→ **FRAGMENTO DEL TEXTO**:
↓↓↓

(Ideas para una
sociedad venezolana instituyente)
Consideramos
como democrático a un gobierno -en cuanto se refiere a su
comportamiento- que abre espacios para la discusión y para
el diálogo, que busca acuerdos y consenso, que respeta a
las instituciones y procura un entendimiento global entre
todos los sectores de la sociedad. Sin embargo los
gobiernos democráticos así considerados tienen un límite
en este comportamiento propio de las democracias
representativas. Un cuestionamiento profundo es rechazado
por alterar lo establecido y las instituciones apenas
reciben un rasguño que le permiten continuar su camino de
manera autónoma en relación al cuerpo social.
Estas
instituciones dialogantes de la democracia representativa
son lo que denominamos burocracia. Frente a este
anquilosamiento se alza lo que hemos dado en llamar poder
instituyente. En el caso venezolano la pregunta es si la
sociedad puede constituirse como tal, en primer lugar
frente a un poder autoritario con deseos de perpetuarse y
frente a una organización opositora que comienza a
desarrollar las mismas características del pasado y que
dieron lugar a lo segundo. Este poder instituyente debe
estar en capacidad de pasar por encima de lo instituido y
producir otro cuerpo social con características derivadas
del planteamiento teórico que la llevó a insurgir. En
otras palabras, deben poder pasar sobre el poder, no sólo
el que encarna el gobierno, sino las propias formas que la
sociedad instituida ha generado y que la mantienen inerme.

↑↑↑

→ **DATOS PROPORCIONADOS**:
↓↓↓

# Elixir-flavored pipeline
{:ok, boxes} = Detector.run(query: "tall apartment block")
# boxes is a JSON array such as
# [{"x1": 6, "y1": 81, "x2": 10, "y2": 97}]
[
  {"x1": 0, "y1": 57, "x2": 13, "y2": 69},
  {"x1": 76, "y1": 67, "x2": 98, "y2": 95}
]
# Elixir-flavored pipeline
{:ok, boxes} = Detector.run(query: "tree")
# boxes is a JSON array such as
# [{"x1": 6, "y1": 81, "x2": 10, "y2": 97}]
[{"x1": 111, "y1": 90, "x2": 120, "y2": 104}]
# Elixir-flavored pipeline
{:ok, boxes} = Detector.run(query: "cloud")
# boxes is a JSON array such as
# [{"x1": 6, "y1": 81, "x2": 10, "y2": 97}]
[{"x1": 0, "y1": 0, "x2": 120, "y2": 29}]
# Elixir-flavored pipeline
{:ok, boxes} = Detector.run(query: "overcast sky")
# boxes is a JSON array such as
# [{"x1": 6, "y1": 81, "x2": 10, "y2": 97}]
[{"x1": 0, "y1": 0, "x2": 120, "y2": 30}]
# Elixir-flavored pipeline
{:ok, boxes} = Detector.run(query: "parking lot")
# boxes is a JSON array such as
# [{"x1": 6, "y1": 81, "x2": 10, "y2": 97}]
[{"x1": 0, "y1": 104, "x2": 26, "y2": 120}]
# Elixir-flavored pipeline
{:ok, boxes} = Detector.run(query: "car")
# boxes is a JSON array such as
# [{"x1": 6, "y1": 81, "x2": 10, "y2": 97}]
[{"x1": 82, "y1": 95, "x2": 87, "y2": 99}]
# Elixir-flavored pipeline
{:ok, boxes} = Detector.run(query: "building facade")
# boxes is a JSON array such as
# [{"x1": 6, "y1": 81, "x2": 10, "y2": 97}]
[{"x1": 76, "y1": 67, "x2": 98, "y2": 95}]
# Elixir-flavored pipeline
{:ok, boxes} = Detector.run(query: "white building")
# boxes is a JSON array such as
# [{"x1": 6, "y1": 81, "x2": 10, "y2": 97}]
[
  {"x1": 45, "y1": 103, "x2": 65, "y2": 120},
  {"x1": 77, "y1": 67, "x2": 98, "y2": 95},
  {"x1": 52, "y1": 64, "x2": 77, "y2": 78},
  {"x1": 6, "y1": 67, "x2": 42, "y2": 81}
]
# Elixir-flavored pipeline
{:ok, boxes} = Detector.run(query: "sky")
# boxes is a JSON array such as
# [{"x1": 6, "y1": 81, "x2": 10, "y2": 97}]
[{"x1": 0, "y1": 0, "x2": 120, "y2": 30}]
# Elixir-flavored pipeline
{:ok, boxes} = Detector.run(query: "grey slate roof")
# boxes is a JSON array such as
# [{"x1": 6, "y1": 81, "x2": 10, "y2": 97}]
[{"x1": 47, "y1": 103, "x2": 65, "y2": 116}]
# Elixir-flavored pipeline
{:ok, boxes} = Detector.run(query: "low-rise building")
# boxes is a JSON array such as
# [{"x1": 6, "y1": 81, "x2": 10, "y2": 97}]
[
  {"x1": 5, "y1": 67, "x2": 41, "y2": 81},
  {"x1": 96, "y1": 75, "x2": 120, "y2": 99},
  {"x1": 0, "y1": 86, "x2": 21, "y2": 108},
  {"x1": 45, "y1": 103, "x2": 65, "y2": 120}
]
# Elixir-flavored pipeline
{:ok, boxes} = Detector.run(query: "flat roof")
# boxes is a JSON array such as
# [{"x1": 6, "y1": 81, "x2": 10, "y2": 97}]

↑↑↑

→ **LISTA DE TAREAS**:
A - Reescribe en forma de lista el párrafo del fragmento sobre la sociedad venezolana instituyente que empieza con "Estas instituciones dialogantes", conservando sus ideas principales.
B - Enumera todos los rasgos de comportamiento que, según el fragmento sobre la sociedad venezolana instituyente, hacen que un gobierno se considere democrático.
C - Redacta la continuación del fragmento sobre la sociedad venezolana instituyente a partir de su última oración.
Para este trabajo no se necesitan los registros.

→ **RESPUESTAS**:
A -
- Las instituciones dialogantes de la democracia representativa constituyen lo que se denomina burocracia.
- Frente a ese anquilosamiento surge el llamado poder instituyente.
- En Venezuela, la pregunta es si la sociedad puede constituirse como tal frente a un poder autoritario que desea perpetuarse.
- Esa misma pregunta se plantea frente a una organización opositora que comienza a desarrollar las características del pasado.
- El poder instituyente debe poder pasar por encima de lo instituido y producir otro cuerpo social.
- Ese nuevo cuerpo social tendría características derivadas del planteamiento teórico que lo llevó a insurgir.
- Debe pasar sobre el poder, tanto el que encarna el gobierno como las formas que la sociedad instituida ha generado y que la mantienen inerme.

B -
- Abre espacios para la discusión y para el diálogo.
- Busca acuerdos y consenso.
- Respeta a las instituciones.
- Procura un entendimiento global entre todos los sectores de la sociedad.

C -
En otras palabras, la sociedad instituyente debe servir
para crear nuevas formas y no una repetición de lo
existente. En el caso venezolano tenemos una sociedad
instituida de características endebles, bajo la presión de
las instituciones secuestradas por el régimen
“revolucionario” y cuyas decisiones de resistencia están
en manos de partidos débiles que se reproducen en los
vicios tradicionales de las organizaciones partidistas
desaparecidas y que en el fondo no hacen otra cosa que
indicar una vuelta al pasado, a las instituciones de la
democracia representativa con diálogo, consenso y
acuerdos, sin alterar para nada la esencia de lo
instituido.
Seguramente
debemos ir hasta Cornelius Castoriadis para dilucidar que
detrás de todo poder explícito está un imaginario no
localizable de un poder instituyente. Así, se recuerda que
los griegos, cuando inventaron la democracia trágica,
acotaron que nadie debe decirnos como pensar y en el ágora
se fue a discutir sobre la Polis en un proceso
autoreflexivo. De allí Castoriadis: “Un sujeto que se
da a sí mismo reflexivamente, sus leyes de ser. Por lo
tanto la autonomía es el actuar reflexivo de una razón que
se crea en un movimiento sin fin, de una manera a la vez
individual y social”.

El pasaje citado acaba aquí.